■ Obiettivo dichiarato a: Puoi riscrivere il passo dell'articolo sul gioco su Columbine che parte da "escludendo per un" e arriva fino a "dopo la strage.", sostituendo "strage" con "sparatoria"?

##### Brano del testo

18.5.06

gaming for columbine

ha alzato un gran polverone, apparendo anche su testate importanti, il gioco realizzato dal semi-anonimo columbin e inerente il massacro avvenuto nel 1999 in una scuola del colorado e perpetrato da due studenti emarginati e presi di mira dai bulli. non sorprende come i dibattiti si siano principalmente svolti intorno alla trattabilità della tematica, piuttosto che sul gioco in sé: simbolo evidente di come il videogioco non sia ancora percepito come un fatto culturale a se stante, ma, nel migliore dei casi, come una forma di intrattenimento necessariamente parassitaria di una "realtà" ontologicamente superiore.
escludendo per un attimo il background narrativo e i problemi connessi, ci troviamo di fronte ad un esempio di rimediazione di una tipologia di gioco piuttosto vetusta: un rpg in due dimensioni, con un livello di (non) dettaglio grafico e un'interfaccia che ricorda molto da vicino final fantasy vi per super nes; vengono quindi ereditati tutti gli elementi dell'rpg classico: esplorazione di ambienti, interazione con personaggi non giocanti, attacchi a turni, punti esperienza. l'elemento cronachistico entra prepotentemente nel gioco grazie all'introduzione di immagini tratte da filmati di repertorio, girati dagli stessi assassini, che già avevano suscitato molto scalpore al tempo della loro prima diffusione, immediatamente dopo la strage.

##########
##### Materiale estratto

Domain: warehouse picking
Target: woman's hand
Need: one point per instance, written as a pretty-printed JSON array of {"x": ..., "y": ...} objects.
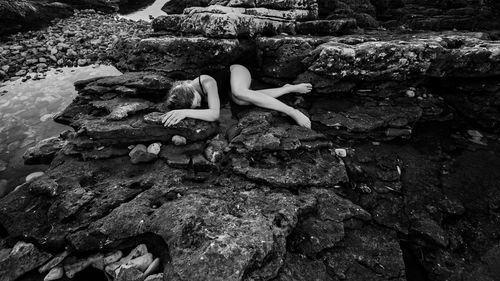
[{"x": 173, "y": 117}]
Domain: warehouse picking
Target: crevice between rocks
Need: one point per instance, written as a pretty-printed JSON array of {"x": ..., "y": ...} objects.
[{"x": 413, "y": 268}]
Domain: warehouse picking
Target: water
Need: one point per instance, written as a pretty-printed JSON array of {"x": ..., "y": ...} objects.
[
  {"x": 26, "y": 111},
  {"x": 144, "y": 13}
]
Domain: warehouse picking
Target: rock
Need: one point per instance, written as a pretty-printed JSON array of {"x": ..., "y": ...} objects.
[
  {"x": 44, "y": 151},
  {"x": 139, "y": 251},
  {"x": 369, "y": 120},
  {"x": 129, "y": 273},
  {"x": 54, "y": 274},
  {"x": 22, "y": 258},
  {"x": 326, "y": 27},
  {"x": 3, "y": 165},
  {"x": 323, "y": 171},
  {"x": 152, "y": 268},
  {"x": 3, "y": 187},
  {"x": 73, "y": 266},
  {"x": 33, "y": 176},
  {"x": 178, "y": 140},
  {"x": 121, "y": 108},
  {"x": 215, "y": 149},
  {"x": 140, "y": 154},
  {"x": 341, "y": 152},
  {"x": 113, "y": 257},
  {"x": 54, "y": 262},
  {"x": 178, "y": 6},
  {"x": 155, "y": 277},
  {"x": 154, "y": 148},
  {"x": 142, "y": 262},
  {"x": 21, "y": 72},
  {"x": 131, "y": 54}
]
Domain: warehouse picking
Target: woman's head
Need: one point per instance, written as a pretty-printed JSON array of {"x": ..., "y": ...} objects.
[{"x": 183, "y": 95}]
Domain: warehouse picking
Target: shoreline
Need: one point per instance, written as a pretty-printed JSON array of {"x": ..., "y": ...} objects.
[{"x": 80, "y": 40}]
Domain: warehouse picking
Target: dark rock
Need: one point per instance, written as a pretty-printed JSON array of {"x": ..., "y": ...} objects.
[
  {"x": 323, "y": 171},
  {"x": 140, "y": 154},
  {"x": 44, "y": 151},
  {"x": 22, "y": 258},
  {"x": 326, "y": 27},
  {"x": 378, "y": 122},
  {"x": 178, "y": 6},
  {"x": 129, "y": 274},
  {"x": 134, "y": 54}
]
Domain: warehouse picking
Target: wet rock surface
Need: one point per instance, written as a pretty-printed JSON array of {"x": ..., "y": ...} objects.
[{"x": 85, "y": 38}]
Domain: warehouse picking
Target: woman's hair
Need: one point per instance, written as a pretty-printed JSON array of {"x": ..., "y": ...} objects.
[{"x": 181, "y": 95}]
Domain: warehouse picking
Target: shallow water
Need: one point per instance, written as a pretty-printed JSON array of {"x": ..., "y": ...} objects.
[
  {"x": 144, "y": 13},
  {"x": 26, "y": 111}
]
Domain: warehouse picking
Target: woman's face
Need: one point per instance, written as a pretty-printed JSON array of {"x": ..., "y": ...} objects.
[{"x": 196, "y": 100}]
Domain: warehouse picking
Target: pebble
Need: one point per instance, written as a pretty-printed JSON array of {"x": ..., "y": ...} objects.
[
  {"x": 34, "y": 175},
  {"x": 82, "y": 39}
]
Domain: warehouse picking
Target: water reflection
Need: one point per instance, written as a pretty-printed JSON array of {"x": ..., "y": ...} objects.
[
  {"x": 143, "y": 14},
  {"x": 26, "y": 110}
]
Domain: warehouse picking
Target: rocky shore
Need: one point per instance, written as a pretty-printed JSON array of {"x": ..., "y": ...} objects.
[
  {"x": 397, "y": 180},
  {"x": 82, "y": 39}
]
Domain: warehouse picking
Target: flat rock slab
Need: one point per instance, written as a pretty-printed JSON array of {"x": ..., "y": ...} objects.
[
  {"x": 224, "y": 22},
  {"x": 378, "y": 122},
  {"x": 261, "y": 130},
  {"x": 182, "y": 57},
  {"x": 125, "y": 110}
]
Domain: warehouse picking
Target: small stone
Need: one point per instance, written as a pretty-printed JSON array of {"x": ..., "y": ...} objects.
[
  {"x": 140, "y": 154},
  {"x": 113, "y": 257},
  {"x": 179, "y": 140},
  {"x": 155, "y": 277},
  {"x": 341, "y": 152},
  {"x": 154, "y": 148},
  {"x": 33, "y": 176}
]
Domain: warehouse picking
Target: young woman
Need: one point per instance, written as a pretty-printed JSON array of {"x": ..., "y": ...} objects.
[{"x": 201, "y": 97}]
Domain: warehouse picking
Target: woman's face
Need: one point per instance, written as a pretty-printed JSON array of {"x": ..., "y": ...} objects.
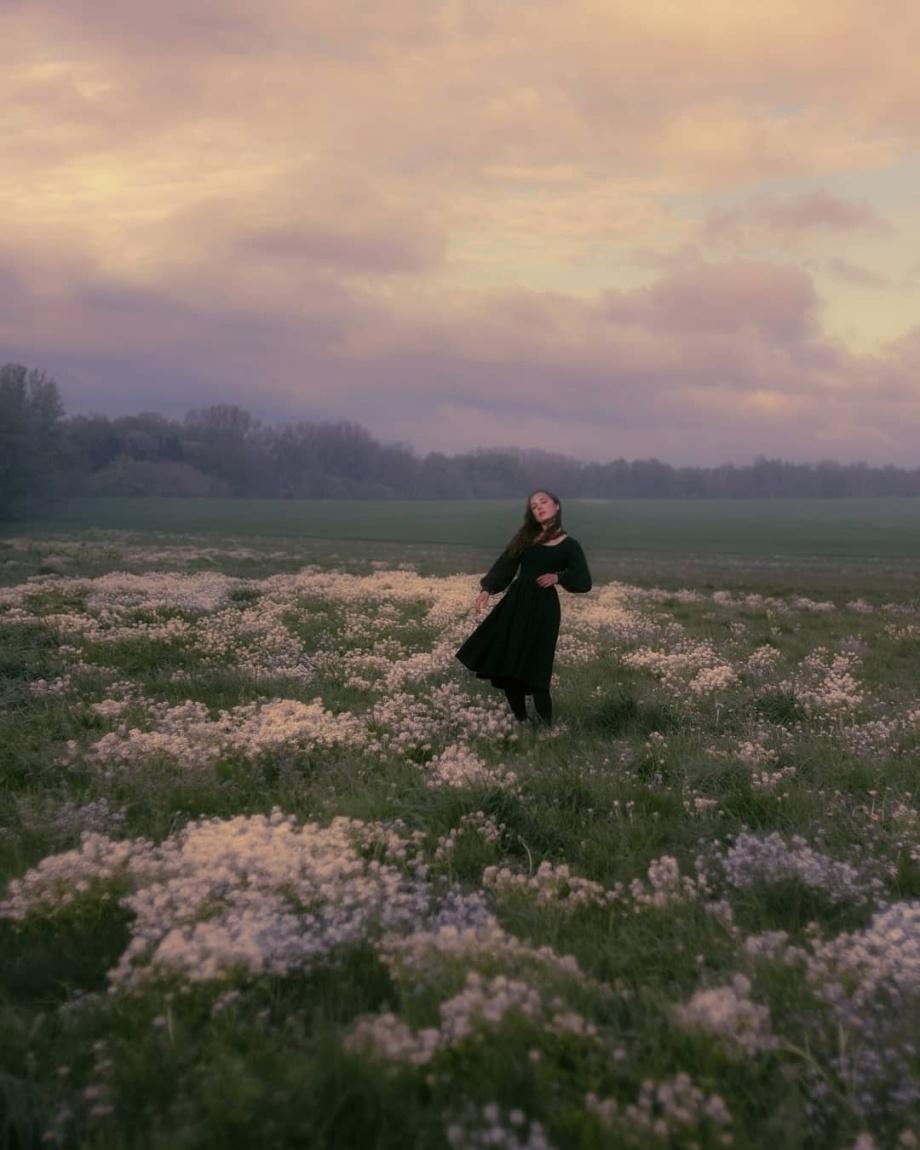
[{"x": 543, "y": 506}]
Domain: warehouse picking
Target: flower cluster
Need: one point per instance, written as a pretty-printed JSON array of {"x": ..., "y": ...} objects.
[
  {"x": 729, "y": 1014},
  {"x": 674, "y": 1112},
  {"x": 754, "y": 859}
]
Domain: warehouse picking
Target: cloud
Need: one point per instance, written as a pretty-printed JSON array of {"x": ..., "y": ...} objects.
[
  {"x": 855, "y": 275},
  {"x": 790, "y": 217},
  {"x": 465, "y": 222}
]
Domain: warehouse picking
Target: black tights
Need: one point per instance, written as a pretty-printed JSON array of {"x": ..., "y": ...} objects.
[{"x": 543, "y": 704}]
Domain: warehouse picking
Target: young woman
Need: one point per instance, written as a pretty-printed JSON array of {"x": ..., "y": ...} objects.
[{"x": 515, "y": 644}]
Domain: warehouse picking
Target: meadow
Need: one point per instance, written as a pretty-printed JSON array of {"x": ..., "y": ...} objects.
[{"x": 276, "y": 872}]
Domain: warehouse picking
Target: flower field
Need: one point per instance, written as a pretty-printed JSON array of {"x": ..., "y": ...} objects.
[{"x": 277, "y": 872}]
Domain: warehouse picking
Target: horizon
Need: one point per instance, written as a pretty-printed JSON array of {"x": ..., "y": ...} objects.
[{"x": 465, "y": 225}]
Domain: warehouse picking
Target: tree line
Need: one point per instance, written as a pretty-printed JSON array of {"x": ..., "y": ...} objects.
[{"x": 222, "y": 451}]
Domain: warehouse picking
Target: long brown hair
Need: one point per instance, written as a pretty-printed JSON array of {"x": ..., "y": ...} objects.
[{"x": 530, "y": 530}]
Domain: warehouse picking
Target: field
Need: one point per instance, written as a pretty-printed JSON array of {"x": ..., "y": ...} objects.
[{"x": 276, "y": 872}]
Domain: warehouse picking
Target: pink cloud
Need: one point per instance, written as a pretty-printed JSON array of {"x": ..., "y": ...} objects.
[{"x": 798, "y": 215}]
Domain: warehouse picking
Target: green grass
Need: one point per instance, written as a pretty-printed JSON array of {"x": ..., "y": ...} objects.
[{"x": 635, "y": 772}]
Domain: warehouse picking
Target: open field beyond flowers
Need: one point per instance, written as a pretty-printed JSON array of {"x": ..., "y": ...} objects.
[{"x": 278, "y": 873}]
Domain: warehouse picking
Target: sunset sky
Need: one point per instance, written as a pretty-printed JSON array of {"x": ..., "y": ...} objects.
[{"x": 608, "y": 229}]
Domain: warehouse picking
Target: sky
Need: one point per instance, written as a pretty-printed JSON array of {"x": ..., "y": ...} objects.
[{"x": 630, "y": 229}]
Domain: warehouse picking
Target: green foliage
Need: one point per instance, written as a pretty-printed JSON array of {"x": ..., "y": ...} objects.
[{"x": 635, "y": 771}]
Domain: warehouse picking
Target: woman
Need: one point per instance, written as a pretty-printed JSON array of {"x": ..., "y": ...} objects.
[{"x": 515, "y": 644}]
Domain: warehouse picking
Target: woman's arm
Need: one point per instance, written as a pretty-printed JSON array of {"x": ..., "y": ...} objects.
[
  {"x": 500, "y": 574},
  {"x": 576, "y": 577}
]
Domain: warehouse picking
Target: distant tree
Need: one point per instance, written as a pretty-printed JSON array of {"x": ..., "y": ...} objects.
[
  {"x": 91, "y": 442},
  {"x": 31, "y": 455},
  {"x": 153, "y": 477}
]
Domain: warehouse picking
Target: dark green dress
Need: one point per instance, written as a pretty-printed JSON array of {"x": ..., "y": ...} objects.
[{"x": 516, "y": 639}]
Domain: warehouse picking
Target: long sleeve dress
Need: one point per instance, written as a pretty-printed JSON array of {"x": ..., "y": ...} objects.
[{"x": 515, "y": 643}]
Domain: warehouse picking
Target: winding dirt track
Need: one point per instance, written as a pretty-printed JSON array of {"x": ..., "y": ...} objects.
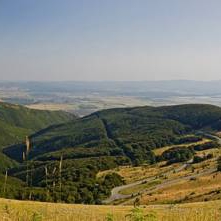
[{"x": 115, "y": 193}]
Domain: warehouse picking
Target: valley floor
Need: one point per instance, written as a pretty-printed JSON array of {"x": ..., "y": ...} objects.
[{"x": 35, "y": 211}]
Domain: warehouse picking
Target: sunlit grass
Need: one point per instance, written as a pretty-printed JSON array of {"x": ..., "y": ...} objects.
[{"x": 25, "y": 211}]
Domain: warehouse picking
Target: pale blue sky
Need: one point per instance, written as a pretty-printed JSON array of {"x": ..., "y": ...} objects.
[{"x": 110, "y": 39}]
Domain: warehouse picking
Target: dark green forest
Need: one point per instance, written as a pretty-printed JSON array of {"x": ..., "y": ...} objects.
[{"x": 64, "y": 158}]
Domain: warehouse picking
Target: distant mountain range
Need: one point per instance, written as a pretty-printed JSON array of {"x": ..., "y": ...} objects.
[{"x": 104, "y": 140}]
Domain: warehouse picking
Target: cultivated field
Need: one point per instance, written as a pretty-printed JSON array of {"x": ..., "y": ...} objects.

##########

■ Obiettivo dichiarato b: Quali righe dei record contengono la stringa "hair"? Selezionale e copiale tutte.

■ Risposta svolta a:
escludendo per un attimo il background narrativo e i problemi connessi, ci troviamo di fronte ad un esempio di rimediazione di una tipologia di gioco piuttosto vetusta: un rpg in due dimensioni, con un livello di (non) dettaglio grafico e un'interfaccia che ricorda molto da vicino final fantasy vi per super nes; vengono quindi ereditati tutti gli elementi dell'rpg classico: esplorazione di ambienti, interazione con personaggi non giocanti, attacchi a turni, punti esperienza. l'elemento cronachistico entra prepotentemente nel gioco grazie all'introduzione di immagini tratte da filmati di repertorio, girati dagli stessi assassini, che già avevano suscitato molto scalpore al tempo della loro prima diffusione, immediatamente dopo la sparatoria.

■ Risposta svolta b:
Target: woman's hair
Target: long brown hair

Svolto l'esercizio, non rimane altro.